A block of data:
....

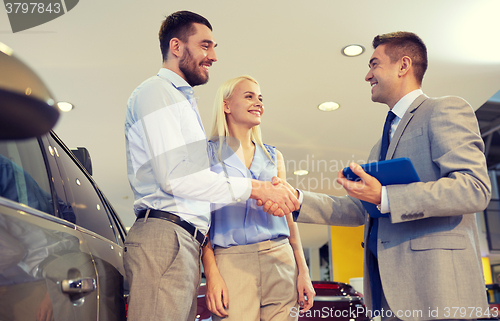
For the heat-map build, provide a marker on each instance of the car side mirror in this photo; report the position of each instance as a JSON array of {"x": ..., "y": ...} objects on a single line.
[
  {"x": 83, "y": 156},
  {"x": 27, "y": 108}
]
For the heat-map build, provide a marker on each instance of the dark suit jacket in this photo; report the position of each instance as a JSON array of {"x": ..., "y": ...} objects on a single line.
[{"x": 428, "y": 249}]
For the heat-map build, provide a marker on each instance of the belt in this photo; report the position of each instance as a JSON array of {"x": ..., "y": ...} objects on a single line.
[{"x": 192, "y": 230}]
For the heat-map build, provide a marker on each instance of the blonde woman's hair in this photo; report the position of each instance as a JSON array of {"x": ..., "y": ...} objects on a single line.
[{"x": 219, "y": 125}]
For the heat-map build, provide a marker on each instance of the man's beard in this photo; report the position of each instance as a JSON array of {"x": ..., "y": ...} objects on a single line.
[{"x": 191, "y": 70}]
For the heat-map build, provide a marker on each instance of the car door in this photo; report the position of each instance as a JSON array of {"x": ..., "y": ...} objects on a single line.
[
  {"x": 99, "y": 226},
  {"x": 47, "y": 271}
]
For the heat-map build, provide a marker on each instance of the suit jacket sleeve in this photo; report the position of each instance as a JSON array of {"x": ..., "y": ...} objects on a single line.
[
  {"x": 456, "y": 182},
  {"x": 331, "y": 210}
]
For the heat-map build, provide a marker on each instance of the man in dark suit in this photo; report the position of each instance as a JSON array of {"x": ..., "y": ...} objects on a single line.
[{"x": 422, "y": 259}]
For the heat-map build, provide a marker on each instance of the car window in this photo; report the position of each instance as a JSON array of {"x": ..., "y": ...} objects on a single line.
[
  {"x": 23, "y": 175},
  {"x": 85, "y": 201}
]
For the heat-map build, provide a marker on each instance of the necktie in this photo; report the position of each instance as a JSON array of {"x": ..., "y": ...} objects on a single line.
[
  {"x": 386, "y": 135},
  {"x": 375, "y": 282}
]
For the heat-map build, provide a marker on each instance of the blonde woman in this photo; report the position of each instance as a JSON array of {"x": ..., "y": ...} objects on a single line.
[{"x": 254, "y": 263}]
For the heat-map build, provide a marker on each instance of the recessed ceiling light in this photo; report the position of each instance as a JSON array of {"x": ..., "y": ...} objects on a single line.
[
  {"x": 65, "y": 106},
  {"x": 353, "y": 50},
  {"x": 328, "y": 106}
]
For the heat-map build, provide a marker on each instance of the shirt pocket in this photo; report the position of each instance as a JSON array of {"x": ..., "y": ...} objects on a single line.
[{"x": 449, "y": 241}]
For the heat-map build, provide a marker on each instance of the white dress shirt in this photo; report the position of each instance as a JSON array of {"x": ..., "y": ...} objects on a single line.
[
  {"x": 399, "y": 109},
  {"x": 167, "y": 161}
]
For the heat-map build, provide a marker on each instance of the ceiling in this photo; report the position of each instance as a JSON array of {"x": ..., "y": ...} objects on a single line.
[{"x": 97, "y": 53}]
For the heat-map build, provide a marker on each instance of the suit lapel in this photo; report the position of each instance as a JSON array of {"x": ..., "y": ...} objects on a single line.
[{"x": 402, "y": 125}]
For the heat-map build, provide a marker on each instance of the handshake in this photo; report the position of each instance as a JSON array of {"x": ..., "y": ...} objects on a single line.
[{"x": 277, "y": 197}]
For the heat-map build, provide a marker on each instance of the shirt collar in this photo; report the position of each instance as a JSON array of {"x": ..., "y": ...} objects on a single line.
[
  {"x": 402, "y": 105},
  {"x": 176, "y": 80}
]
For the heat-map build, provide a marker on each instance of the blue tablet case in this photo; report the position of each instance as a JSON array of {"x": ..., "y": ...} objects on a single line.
[{"x": 388, "y": 172}]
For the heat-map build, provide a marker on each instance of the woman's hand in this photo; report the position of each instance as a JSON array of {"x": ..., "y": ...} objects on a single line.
[
  {"x": 216, "y": 295},
  {"x": 305, "y": 289}
]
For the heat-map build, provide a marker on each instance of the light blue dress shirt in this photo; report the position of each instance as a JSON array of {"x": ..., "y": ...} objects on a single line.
[
  {"x": 167, "y": 160},
  {"x": 244, "y": 222}
]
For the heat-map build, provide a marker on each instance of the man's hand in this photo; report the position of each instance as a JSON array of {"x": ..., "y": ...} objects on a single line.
[
  {"x": 281, "y": 196},
  {"x": 367, "y": 189},
  {"x": 273, "y": 208},
  {"x": 305, "y": 288},
  {"x": 216, "y": 295}
]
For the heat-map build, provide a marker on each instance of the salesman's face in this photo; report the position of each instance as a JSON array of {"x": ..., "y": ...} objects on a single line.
[
  {"x": 383, "y": 78},
  {"x": 198, "y": 55}
]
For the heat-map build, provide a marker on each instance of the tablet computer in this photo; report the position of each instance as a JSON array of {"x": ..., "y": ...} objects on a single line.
[{"x": 388, "y": 172}]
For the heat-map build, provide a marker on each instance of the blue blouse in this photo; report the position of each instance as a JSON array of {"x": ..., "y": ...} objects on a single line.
[{"x": 244, "y": 222}]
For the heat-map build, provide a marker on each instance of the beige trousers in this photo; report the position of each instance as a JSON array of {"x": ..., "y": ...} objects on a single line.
[
  {"x": 162, "y": 263},
  {"x": 261, "y": 280}
]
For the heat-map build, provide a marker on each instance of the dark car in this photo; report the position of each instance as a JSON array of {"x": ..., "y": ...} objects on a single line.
[
  {"x": 60, "y": 240},
  {"x": 334, "y": 300}
]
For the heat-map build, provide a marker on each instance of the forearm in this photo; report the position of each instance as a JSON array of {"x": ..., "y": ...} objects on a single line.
[
  {"x": 208, "y": 260},
  {"x": 296, "y": 244}
]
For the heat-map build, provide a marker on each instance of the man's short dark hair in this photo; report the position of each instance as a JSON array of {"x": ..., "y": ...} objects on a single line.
[
  {"x": 179, "y": 25},
  {"x": 399, "y": 44}
]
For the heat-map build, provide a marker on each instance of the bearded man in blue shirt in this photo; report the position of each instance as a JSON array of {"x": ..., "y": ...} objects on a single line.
[{"x": 169, "y": 172}]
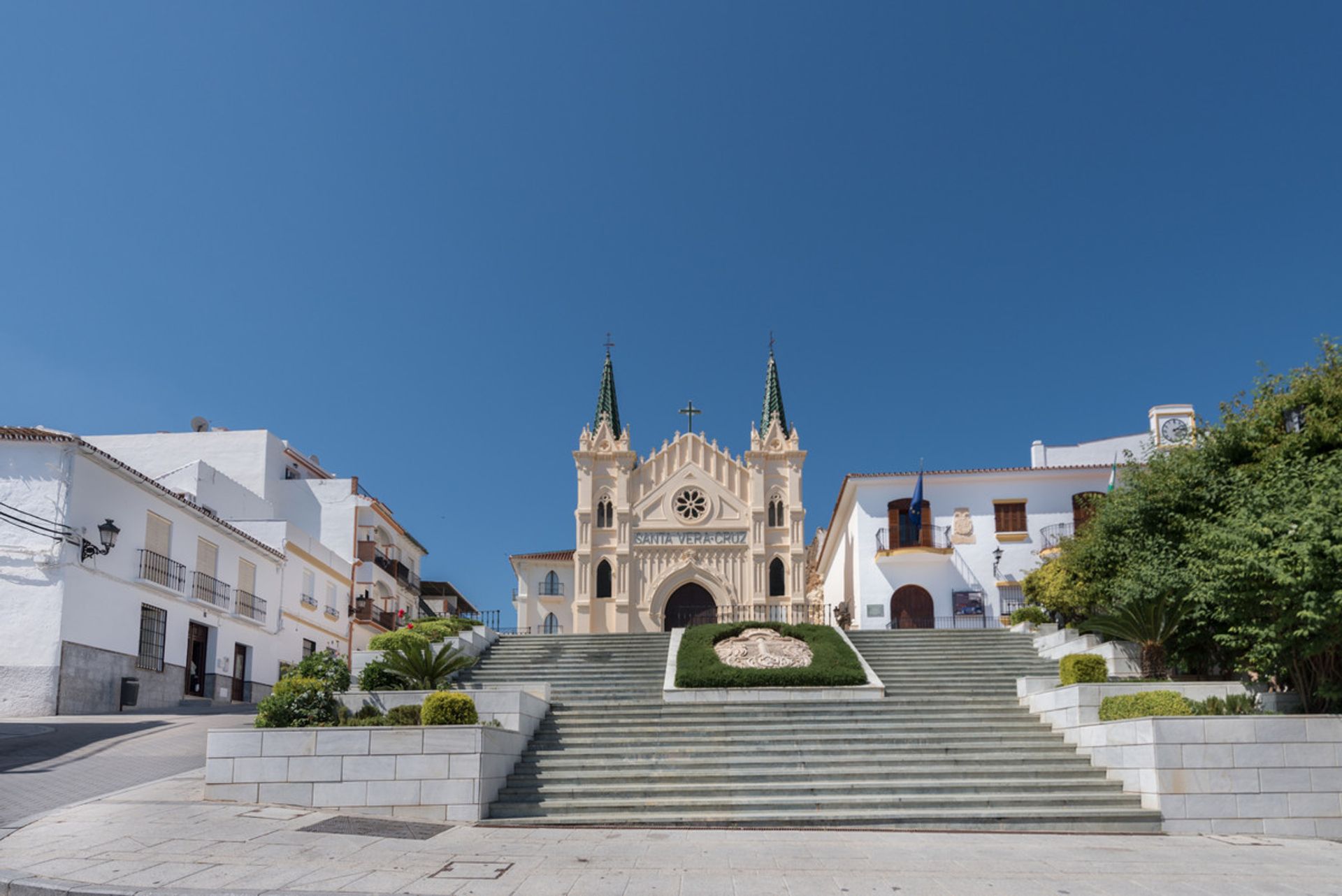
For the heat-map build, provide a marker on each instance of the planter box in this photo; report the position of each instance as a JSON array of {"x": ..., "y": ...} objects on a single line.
[
  {"x": 1075, "y": 704},
  {"x": 517, "y": 709},
  {"x": 874, "y": 690},
  {"x": 442, "y": 773},
  {"x": 1228, "y": 774}
]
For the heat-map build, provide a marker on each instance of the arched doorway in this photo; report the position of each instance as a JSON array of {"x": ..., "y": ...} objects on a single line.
[
  {"x": 691, "y": 604},
  {"x": 910, "y": 608}
]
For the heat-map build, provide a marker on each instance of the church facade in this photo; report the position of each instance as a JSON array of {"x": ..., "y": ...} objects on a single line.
[{"x": 686, "y": 534}]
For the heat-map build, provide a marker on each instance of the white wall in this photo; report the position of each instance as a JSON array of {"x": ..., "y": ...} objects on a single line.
[{"x": 1048, "y": 496}]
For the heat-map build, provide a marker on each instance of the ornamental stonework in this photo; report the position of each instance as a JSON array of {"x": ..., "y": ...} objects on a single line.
[
  {"x": 962, "y": 528},
  {"x": 763, "y": 649}
]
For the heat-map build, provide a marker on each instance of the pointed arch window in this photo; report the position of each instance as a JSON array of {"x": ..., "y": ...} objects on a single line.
[
  {"x": 777, "y": 579},
  {"x": 603, "y": 579}
]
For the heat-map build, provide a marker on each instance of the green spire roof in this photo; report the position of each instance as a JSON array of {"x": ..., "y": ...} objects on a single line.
[
  {"x": 772, "y": 398},
  {"x": 605, "y": 404}
]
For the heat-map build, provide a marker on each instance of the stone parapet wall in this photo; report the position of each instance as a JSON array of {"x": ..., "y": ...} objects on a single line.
[{"x": 439, "y": 773}]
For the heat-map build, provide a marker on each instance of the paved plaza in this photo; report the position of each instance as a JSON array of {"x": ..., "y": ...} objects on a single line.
[{"x": 163, "y": 836}]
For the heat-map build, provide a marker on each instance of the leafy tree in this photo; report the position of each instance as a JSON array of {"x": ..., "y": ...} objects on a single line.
[
  {"x": 1241, "y": 530},
  {"x": 421, "y": 668},
  {"x": 1149, "y": 623}
]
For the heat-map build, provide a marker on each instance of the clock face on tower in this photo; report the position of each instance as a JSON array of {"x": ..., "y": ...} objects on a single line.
[{"x": 1174, "y": 430}]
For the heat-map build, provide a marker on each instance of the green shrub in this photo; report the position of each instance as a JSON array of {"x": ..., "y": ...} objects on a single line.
[
  {"x": 1032, "y": 614},
  {"x": 449, "y": 707},
  {"x": 1232, "y": 704},
  {"x": 376, "y": 677},
  {"x": 398, "y": 639},
  {"x": 1136, "y": 706},
  {"x": 408, "y": 714},
  {"x": 832, "y": 662},
  {"x": 298, "y": 702},
  {"x": 325, "y": 665},
  {"x": 1082, "y": 668}
]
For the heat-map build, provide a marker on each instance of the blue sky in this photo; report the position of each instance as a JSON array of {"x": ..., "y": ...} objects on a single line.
[{"x": 396, "y": 233}]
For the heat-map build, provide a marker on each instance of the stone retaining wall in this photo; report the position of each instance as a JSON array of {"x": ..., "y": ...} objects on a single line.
[{"x": 443, "y": 773}]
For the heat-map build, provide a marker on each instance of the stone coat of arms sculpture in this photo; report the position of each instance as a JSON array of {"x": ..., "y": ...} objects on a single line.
[{"x": 763, "y": 649}]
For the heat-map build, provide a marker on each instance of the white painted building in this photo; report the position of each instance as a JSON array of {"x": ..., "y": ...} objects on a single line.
[
  {"x": 348, "y": 547},
  {"x": 686, "y": 533},
  {"x": 185, "y": 601},
  {"x": 983, "y": 530}
]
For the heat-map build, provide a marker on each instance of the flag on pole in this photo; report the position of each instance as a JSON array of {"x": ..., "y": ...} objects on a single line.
[{"x": 916, "y": 509}]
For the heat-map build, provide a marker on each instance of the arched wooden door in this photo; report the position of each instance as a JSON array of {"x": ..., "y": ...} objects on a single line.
[
  {"x": 691, "y": 604},
  {"x": 910, "y": 608}
]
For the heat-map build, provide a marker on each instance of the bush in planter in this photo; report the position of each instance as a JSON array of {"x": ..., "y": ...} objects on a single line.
[
  {"x": 396, "y": 640},
  {"x": 1032, "y": 614},
  {"x": 298, "y": 702},
  {"x": 376, "y": 677},
  {"x": 1136, "y": 706},
  {"x": 449, "y": 707},
  {"x": 408, "y": 714},
  {"x": 1082, "y": 668},
  {"x": 325, "y": 665}
]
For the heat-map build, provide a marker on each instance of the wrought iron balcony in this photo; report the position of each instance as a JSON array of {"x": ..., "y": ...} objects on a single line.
[
  {"x": 926, "y": 535},
  {"x": 161, "y": 570},
  {"x": 210, "y": 589},
  {"x": 252, "y": 607},
  {"x": 1051, "y": 537}
]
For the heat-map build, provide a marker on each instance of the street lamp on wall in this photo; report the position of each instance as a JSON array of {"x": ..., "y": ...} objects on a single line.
[{"x": 108, "y": 533}]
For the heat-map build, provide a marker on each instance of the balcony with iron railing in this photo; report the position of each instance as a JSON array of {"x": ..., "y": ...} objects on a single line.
[
  {"x": 1053, "y": 537},
  {"x": 916, "y": 538},
  {"x": 250, "y": 607},
  {"x": 210, "y": 589},
  {"x": 161, "y": 570}
]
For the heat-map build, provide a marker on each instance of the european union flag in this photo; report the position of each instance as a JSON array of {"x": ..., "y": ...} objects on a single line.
[{"x": 916, "y": 509}]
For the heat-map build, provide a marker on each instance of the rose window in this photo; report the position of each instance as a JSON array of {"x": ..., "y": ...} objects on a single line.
[{"x": 691, "y": 505}]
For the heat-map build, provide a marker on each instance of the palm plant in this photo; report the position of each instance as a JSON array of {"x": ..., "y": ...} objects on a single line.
[
  {"x": 1149, "y": 623},
  {"x": 420, "y": 667}
]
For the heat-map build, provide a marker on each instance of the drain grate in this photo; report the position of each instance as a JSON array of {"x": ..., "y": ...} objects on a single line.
[{"x": 376, "y": 828}]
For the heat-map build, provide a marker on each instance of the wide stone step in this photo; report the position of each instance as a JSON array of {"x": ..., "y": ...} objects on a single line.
[
  {"x": 816, "y": 786},
  {"x": 1030, "y": 820},
  {"x": 761, "y": 774},
  {"x": 891, "y": 802},
  {"x": 876, "y": 747}
]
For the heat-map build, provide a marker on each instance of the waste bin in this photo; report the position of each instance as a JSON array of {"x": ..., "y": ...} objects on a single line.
[{"x": 129, "y": 693}]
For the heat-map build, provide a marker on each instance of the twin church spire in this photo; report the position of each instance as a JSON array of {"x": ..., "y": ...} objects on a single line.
[{"x": 608, "y": 408}]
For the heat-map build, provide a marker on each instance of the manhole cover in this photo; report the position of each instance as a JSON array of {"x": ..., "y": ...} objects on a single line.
[
  {"x": 376, "y": 828},
  {"x": 472, "y": 869}
]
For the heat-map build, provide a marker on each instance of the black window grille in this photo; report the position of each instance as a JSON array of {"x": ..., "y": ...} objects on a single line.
[{"x": 153, "y": 633}]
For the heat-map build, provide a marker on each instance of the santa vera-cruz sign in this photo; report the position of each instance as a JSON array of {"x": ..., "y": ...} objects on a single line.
[{"x": 686, "y": 537}]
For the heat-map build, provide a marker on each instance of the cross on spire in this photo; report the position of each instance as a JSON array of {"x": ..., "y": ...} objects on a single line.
[{"x": 688, "y": 411}]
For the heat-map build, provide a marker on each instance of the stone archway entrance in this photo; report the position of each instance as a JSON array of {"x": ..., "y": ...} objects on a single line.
[
  {"x": 691, "y": 604},
  {"x": 910, "y": 608}
]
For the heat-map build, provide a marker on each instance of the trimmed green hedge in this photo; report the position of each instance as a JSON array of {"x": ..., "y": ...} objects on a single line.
[
  {"x": 1082, "y": 668},
  {"x": 832, "y": 664},
  {"x": 1136, "y": 706}
]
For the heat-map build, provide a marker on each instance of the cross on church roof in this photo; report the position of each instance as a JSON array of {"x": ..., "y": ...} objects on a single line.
[{"x": 688, "y": 411}]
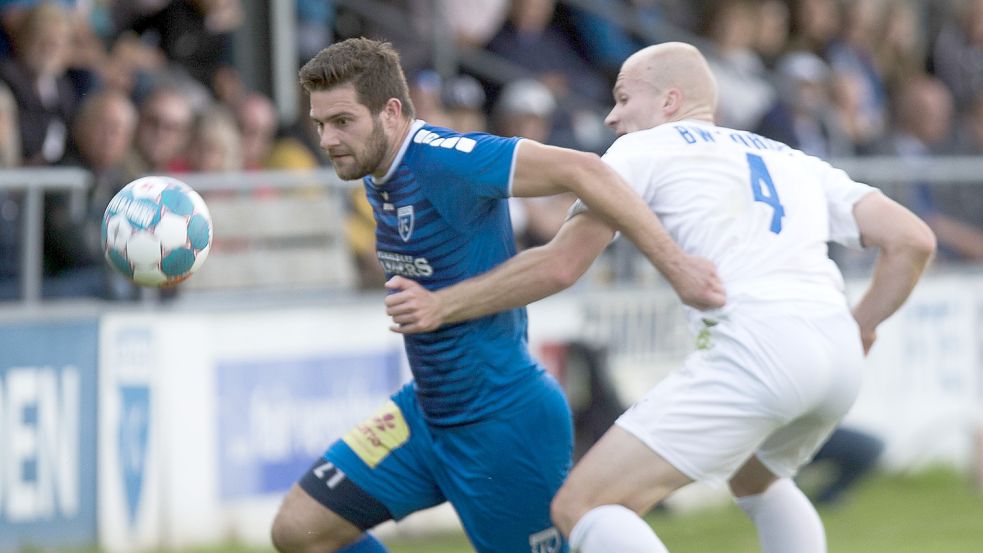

....

_WHAT YOU SHOULD DO_
Which lines above contain the string "hair" with matching case? Report each of those lines in full.

_FULL SOLUTION_
For the heat-map build, provide a marker on each instance of the blonde woman's hair in this photo; report the position of each instance as a JSON array of {"x": ..., "y": ...} objects on a single line.
For the heat-map build, provide a marker on each instance of the man's short dark hair in this photo; report the position of each instance as a JSON array of {"x": ..., "y": ...} objects on a single line.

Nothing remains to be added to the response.